Problem description: Only the text of the records below belongs in the answer, copied exactly, with pictures omitted.

Source data below:

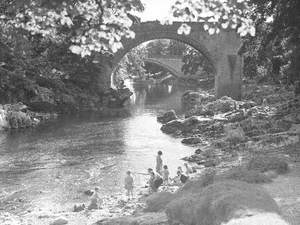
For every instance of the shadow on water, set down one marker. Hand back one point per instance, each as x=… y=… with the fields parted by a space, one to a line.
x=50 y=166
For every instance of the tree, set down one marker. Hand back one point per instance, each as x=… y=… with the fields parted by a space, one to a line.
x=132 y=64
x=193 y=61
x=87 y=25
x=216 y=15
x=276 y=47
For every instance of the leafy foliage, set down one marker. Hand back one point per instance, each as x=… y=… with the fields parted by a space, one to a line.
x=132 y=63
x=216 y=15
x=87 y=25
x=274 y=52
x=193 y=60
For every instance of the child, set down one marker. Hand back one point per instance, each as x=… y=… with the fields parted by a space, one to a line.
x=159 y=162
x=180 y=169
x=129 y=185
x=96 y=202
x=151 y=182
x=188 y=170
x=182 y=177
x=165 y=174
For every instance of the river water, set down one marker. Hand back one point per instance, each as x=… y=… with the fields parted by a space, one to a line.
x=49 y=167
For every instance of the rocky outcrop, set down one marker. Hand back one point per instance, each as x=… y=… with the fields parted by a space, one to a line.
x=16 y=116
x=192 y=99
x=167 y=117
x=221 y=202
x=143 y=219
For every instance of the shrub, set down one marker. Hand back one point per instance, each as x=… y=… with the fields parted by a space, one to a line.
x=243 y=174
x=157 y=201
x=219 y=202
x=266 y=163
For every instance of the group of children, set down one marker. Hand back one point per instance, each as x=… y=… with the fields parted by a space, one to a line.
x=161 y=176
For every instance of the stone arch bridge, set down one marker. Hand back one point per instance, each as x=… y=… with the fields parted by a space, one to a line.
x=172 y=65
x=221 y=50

End of Source data.

Written reply:
For every instance of the shadow on water, set down one marker. Hand back one point per instance, each as x=… y=… with the fields parted by a space, one to a line.
x=50 y=166
For every instance of the tree, set down one marker. Hand back one point per instance, each as x=… y=… with the fields parted by a space, one to a line.
x=132 y=64
x=193 y=61
x=87 y=25
x=216 y=15
x=276 y=47
For every instance of the leafy foliage, set down one marker. Hand back one point per instance, each as x=… y=… with the fields parted by a space, one to a line.
x=132 y=63
x=216 y=15
x=87 y=25
x=274 y=52
x=193 y=60
For every instance of the child, set down one marker. Hand back one point per instance, each as x=… y=… with the fields parted by a space, one to a line.
x=159 y=162
x=180 y=169
x=129 y=185
x=96 y=202
x=151 y=182
x=188 y=170
x=182 y=177
x=165 y=174
For every instance of the river water, set down one marker. Hand back one point per instance, each as x=… y=… with the fields parted by a space, one to a line.
x=49 y=167
For every instance of the rocky outcrop, set down one marker. Hand back one point per instance, each as x=… y=… with the fields parted by a space, one to a line.
x=16 y=116
x=192 y=99
x=167 y=117
x=221 y=202
x=143 y=219
For every instance of the shrub, set down one marker. Hand back one point per instance, each as x=… y=… with the fields parted by a space, one to a line.
x=243 y=174
x=157 y=201
x=219 y=202
x=266 y=163
For every instance of the group of children, set down one marker. Hand back one point per instance, each as x=… y=… with the fields parted by a space, one to a line.
x=161 y=176
For every instance of the stone arch bridge, set down one marker. Hand back one point per instance, each as x=… y=… with the fields parted by a space, one to a line.
x=172 y=65
x=221 y=50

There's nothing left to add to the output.